Exercise text:
Record-breakers in the news today

Super-hero blockbuster The Avengers was the big winner at last night's MTV movie awards, winning three out of a possible four prizes.

The action film won movie of the year and best fight, while the award for best villain went to British actor Tom Hiddleston who plays the film's main antagonist Loki.

The film holds the title for most successful superhero movie at the international box after taking $1,511,757,910 (£938,485,000) in its 22 weeks on general release between 4 May and 4 October 2012.

The film, directed by Joss Whedon (USA), accounted for 52% of all domestic box-office takings in the USA for the month of May last year.

Scientists working at Massachusetts General hospital have made a major medical breakthrough after growing a kidney in a laboratory and successfully transplanted it into a rat.

The work marks an important step towards the growing of personalised replacement organs that could be transplanted into people with kidney failure.

The largest kidney weighed 1.8 kg and measured 30 x 13 x 10 cm (11.81 x 5.12 x 3.94 in). It was removed from Mst. Waziran Malah (Pakistan) by Dr. Abdul Rasheed Shaikh at the Chandka Medical College Hospital, Larkana Sindh, Pakistan, on 26 January 2010.

To the world of golf where Adam Scott clinched his maiden major title by winning the U.S. Masters following a tense sudden-death play-off against Angel Cabrera.

The win saw Scott become the first Australian to win the tournament, a feat that had eluded his hero and fellow countryman Greg Norman.

Tasks and exercises:
a - Decide whether each statement agrees with the record-breakers news article, answering yes or no and quoting the exact words from the article that settle it: (i) The Avengers won every prize it was up for at the MTV movie awards. (ii) The kidney grown in a laboratory was transplanted into a rat. (iii) Adam Scott was the first Australian to win the U.S. Masters.
b - Extend the record-breakers news article past its final sentence, keeping its style.
The data placed after the record-breakers news article are separate material and have no connection to it.

Entries provided:
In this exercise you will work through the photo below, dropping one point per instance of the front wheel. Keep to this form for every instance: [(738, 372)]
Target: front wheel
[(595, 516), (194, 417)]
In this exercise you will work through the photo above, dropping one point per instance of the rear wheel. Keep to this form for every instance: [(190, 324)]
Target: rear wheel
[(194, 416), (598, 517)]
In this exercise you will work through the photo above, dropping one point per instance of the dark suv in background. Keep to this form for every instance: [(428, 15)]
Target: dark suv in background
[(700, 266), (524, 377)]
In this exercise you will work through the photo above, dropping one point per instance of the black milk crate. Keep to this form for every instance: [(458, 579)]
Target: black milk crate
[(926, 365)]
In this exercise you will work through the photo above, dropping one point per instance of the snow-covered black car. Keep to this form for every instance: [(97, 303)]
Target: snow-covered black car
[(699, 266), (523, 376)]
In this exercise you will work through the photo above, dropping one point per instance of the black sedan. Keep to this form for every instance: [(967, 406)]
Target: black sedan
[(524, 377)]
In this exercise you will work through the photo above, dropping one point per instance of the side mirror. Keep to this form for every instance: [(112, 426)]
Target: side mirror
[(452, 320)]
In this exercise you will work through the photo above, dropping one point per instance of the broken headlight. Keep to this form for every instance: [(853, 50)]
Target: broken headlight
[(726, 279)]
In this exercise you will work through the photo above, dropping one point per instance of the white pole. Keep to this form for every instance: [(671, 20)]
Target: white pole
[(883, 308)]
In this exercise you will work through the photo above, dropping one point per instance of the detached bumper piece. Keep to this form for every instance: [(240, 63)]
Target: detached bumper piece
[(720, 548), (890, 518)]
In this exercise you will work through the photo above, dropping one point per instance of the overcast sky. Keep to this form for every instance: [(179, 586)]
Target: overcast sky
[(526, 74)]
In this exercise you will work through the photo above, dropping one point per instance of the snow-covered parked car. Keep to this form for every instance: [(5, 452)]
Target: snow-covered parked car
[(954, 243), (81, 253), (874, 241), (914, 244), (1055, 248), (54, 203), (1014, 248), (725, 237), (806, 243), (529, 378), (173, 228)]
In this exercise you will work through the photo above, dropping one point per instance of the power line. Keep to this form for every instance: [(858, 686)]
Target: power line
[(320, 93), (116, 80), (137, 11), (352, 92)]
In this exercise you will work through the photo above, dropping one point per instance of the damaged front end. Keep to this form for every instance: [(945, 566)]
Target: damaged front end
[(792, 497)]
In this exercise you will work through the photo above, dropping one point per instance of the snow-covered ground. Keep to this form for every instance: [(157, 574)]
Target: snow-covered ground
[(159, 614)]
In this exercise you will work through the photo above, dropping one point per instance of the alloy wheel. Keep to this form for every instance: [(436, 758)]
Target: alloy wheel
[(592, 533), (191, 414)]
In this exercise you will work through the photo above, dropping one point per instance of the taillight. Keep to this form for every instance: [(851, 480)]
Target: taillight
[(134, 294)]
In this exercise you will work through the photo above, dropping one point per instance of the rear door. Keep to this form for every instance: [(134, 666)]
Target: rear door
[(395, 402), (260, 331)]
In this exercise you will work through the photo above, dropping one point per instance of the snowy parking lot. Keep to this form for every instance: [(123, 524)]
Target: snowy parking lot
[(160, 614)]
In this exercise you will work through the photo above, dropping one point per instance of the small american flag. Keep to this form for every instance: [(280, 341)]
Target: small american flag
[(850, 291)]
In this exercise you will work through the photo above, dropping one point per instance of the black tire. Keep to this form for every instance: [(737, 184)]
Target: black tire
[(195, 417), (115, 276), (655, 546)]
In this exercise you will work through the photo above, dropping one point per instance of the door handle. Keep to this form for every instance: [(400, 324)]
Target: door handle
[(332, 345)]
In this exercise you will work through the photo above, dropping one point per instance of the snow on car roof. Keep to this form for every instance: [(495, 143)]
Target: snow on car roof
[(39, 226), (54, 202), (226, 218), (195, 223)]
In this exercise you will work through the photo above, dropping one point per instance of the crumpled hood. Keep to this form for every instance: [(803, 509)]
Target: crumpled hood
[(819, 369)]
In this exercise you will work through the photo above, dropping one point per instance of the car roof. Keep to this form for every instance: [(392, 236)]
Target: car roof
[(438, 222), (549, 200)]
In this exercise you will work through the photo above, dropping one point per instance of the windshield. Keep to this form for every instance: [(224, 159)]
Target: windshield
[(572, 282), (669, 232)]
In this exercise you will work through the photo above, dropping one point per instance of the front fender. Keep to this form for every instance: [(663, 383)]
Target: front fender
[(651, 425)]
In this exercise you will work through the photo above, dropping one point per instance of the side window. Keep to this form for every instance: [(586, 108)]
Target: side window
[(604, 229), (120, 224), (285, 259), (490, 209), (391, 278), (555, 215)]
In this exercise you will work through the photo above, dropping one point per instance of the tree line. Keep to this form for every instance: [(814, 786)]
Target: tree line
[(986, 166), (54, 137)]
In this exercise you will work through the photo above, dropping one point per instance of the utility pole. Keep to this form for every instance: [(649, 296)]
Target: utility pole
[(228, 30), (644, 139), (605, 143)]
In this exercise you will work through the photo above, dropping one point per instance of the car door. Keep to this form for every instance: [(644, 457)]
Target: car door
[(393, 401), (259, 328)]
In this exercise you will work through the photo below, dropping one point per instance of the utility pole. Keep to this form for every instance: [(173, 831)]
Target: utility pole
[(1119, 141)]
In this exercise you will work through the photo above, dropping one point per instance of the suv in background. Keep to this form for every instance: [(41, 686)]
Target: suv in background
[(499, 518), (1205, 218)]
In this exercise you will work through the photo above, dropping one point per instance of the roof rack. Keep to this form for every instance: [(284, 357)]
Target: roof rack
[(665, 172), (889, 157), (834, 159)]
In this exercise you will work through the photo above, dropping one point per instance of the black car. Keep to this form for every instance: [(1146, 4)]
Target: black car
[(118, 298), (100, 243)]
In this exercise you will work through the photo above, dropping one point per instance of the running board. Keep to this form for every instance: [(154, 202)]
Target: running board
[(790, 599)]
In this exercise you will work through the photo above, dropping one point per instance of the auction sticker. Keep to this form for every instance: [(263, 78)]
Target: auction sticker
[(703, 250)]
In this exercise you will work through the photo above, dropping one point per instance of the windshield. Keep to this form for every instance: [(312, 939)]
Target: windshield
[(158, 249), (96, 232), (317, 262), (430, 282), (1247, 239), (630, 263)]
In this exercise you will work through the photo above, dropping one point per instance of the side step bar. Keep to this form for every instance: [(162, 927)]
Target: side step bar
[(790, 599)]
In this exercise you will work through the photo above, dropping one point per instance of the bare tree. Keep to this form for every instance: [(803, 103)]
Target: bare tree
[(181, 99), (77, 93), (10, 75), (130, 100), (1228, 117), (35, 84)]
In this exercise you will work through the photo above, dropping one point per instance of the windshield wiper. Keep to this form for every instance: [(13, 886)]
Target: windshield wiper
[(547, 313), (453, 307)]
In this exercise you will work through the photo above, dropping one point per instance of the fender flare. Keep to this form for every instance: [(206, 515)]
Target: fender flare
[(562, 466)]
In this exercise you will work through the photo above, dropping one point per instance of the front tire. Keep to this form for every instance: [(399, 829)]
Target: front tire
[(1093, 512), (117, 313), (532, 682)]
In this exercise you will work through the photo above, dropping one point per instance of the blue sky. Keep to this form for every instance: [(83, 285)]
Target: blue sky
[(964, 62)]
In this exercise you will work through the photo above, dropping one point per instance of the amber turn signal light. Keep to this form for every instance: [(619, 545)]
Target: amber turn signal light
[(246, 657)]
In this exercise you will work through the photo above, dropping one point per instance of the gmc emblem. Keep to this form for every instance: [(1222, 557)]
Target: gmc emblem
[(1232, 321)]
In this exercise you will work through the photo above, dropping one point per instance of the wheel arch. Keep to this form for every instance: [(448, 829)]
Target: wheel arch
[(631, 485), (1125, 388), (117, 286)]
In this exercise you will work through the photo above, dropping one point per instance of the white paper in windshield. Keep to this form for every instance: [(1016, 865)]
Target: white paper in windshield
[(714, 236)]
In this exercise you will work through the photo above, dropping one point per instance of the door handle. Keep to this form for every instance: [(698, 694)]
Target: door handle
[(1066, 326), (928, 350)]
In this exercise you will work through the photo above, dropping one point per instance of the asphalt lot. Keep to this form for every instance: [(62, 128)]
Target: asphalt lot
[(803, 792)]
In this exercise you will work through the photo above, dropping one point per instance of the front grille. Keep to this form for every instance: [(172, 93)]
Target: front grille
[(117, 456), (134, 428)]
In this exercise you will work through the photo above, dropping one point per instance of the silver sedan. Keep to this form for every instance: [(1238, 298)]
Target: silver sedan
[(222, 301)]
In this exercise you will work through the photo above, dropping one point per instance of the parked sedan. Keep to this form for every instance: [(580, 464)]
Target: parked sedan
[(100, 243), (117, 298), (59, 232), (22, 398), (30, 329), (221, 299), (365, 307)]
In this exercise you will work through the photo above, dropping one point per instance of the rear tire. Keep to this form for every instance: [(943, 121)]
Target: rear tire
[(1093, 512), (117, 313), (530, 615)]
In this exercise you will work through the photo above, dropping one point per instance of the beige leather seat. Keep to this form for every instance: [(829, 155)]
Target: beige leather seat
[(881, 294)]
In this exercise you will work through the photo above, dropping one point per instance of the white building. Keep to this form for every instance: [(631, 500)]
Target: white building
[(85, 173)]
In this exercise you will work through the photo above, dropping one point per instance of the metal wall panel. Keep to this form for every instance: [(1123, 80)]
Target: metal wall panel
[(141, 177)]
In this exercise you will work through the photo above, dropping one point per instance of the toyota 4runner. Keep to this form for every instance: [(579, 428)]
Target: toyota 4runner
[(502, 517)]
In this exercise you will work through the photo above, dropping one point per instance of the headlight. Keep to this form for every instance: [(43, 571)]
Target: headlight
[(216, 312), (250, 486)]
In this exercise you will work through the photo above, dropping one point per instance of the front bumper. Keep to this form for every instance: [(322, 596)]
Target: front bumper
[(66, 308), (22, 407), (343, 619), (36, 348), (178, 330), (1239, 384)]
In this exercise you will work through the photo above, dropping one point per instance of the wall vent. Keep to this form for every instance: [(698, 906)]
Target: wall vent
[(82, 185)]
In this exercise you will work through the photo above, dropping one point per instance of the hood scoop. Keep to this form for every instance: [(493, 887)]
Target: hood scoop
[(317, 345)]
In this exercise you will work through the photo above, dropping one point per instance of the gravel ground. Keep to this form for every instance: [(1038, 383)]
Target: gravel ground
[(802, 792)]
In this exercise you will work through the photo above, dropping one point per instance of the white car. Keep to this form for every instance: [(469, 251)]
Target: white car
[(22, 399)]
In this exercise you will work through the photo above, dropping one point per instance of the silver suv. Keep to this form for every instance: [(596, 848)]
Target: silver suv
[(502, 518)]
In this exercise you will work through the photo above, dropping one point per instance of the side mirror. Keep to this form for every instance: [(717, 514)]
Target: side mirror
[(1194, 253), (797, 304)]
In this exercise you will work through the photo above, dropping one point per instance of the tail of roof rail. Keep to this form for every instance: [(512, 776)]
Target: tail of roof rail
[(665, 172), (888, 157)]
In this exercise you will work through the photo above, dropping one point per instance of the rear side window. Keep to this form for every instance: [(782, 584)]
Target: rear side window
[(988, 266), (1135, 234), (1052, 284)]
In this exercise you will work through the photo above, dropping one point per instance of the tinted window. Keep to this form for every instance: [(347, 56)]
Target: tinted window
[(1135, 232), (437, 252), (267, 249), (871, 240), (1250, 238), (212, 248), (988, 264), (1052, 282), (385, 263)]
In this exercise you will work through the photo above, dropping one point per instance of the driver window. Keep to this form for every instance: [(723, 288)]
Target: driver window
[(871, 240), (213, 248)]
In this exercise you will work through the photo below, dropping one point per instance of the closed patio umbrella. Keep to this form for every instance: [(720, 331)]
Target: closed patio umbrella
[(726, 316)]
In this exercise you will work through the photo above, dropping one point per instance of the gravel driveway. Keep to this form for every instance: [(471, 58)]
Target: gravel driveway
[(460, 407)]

Answers by item number:
a -
(i) No: "winning three out of a possible four prizes."
(ii) Yes: "growing a kidney in a laboratory and successfully transplanted it into a rat."
(iii) Yes: "The win saw Scott become the first Australian to win the tournament."

b -
While 58-year-old Norman has never got to don the prestigious green jacket worn at Augusta during his illustrious career, in 1996 he did however managed to score the lowest single round score at the Masters with a score of 63, matching a record set by Nick Price (Zimbabwe) ten years earlier.

Finally, today marks the 306th anniversary of the birth of the Swiss mathematician Leonhard Euler, which has been celebrated by Google with the publishing of an interactive Google doodle.

A pioneer of most modern mathematical terminology and notation, he was also renowned for his work in mechanics and astronomy, and is widely regarded as one of the greatest mathematicians of all time.

The current longest-standing maths problem is the conjecture posed by Christian Goldbach (1690-1764), a Russian mathematician, in 1742. Goldbach's Conjecture states that every even positive integer greater than 3 is the sum of two (not necessarily distinct) primes. No one has succeeded in proving or disproving the validity of this conjecture in 257 years.